Rows start

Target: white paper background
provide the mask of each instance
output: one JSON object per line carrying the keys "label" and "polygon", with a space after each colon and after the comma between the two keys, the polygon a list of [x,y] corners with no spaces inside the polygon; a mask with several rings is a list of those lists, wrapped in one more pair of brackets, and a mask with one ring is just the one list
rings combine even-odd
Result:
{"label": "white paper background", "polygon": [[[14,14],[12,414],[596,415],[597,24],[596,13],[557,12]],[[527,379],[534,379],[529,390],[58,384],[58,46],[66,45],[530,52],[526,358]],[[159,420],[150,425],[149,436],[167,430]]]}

Rows end

## Task objective
Echo every line of these records back verbatim.

## The solution
Target: white paper background
provide the mask of each instance
output: one JSON object per line carrying the keys "label" and "polygon", with a space after each colon and after the comma between the two keys, the polygon a list of [x,y] corners with no spaces inside the polygon; a mask with several rings is a list of those lists, wrapped in one more pair of brackets, and a mask with one ring is just the one list
rings combine even-odd
Result:
{"label": "white paper background", "polygon": [[[14,14],[12,414],[596,415],[597,24],[596,13],[557,12]],[[527,379],[534,379],[529,390],[58,384],[58,46],[66,45],[530,52],[526,358]],[[159,420],[150,425],[149,436],[167,430]]]}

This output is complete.